**REQUIREMENT:**
Every entry below is to be copied exactly as written.

[Dataset entries]
● ● ●

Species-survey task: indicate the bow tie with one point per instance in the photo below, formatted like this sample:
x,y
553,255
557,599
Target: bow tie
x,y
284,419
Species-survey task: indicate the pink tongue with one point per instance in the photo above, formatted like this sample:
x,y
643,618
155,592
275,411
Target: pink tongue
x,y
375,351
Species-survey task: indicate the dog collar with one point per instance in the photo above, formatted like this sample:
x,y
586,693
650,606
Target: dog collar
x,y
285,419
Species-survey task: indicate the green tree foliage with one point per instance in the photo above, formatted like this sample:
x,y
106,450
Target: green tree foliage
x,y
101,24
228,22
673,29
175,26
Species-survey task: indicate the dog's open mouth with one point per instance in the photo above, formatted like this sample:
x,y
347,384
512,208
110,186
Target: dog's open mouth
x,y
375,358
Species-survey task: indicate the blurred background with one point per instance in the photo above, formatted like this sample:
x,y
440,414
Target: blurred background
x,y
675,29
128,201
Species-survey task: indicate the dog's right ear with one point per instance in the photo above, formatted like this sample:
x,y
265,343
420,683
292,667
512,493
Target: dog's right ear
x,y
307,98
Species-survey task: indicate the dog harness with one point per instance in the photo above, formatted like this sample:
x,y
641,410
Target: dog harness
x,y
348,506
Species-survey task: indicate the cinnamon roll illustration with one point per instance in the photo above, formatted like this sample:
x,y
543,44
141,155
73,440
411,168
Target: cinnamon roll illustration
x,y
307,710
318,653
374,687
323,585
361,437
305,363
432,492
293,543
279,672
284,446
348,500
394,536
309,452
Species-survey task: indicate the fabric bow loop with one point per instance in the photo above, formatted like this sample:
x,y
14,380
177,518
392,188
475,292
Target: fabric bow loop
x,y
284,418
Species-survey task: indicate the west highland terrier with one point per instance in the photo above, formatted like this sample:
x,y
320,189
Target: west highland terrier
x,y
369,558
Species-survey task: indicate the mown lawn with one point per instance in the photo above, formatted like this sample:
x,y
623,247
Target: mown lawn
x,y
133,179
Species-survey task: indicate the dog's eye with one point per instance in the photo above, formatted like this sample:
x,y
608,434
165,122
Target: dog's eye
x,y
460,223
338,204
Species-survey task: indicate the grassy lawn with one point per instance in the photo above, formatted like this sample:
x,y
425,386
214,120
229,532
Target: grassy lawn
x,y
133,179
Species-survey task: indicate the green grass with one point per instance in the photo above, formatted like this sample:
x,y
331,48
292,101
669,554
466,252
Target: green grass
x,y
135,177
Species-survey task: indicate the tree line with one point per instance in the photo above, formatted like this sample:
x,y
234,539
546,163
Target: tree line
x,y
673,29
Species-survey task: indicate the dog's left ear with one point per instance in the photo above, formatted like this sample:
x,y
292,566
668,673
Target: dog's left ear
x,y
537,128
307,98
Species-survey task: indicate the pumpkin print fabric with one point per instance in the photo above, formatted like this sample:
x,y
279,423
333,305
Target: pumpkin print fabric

● ● ●

**WORKED SOLUTION:**
Species-survey task: indicate the bow tie with one point per instance in the photo below, formatted like this sample:
x,y
553,255
557,599
Target: bow tie
x,y
284,419
Species-survey task: indicate the pink tongue with one point per instance in the photo above, formatted like this sample:
x,y
643,618
155,592
275,411
Target: pink tongue
x,y
375,351
Species-survey task: indicate the dog collar with one point per instance in the photo above, formatted like this sample:
x,y
586,693
650,606
Target: dog collar
x,y
285,419
Species-survey task: indicate the green tree foliage with one point per instance in the photo above, formatted like this sample:
x,y
106,450
Target: green tree foliage
x,y
101,24
228,22
673,29
175,26
Species-survey task: indicate the dog's open mouth with one point per instance in the photo above, formatted like this sample:
x,y
347,384
512,208
110,186
Target: dog's open mouth
x,y
375,358
Species-survey task: indicate the blurred background with one point per instance in the photo above, formatted like this sample:
x,y
440,414
Target: blurred background
x,y
675,29
128,201
Species-survey task: indicate the dog's right ear with one point per instance in the photo above, formatted like this sample:
x,y
265,343
420,683
292,667
512,493
Target: dog's right ear
x,y
307,98
Species-survey task: indicate the dog harness with one point per instance in the photo above, formatted like this sample:
x,y
641,410
Target: dog harness
x,y
348,506
Species-survey task: indicate the cinnamon roll illustration with one point per instance in the photo above, formatted like this sample:
x,y
543,44
141,155
73,440
411,168
Target: cinnamon roll illustration
x,y
307,710
318,653
374,687
323,585
361,437
305,363
432,492
293,543
279,672
284,446
348,500
394,536
309,452
Species-survey task: indicate the fabric bow loop with one point per instance in the photo above, formatted like this sample:
x,y
14,380
177,518
392,188
475,292
Target: fabric bow loop
x,y
284,418
Species-survey task: indicate the west highland terrier with one point per instance in the photo above, formatted like this sample:
x,y
320,189
Target: west highland terrier
x,y
369,558
Species-survey task: indicate the mown lawn with one point per instance in the photo above, formatted like this sample:
x,y
623,247
Target: mown lawn
x,y
133,179
Species-survey task: indicate the dog's eye with one point per instance in the photo above, formatted like this sample:
x,y
608,434
165,122
Target: dog's eye
x,y
460,223
338,204
Species-survey task: indicate the grassy lawn with one point per instance in the photo above, formatted like this sample:
x,y
425,386
214,120
229,532
Target: grassy lawn
x,y
133,179
Species-survey task: indicate the green grass with one point per instance in the photo above, formatted like this sample:
x,y
331,48
292,101
669,554
466,252
Target: green grass
x,y
135,177
Species-survey task: indicate the tree line with one point per instance in the photo above, formatted like this sample:
x,y
234,539
546,163
Target: tree line
x,y
673,29
Species-survey task: indicate the dog's left ear with one point per instance in the photo above, formatted like this sample:
x,y
292,566
668,673
Target: dog's left ear
x,y
537,128
307,98
Species-survey task: indicate the pumpkin print fabric with one point per instance in the photo above, formatted like this sample:
x,y
279,423
333,305
Target: pumpkin print fabric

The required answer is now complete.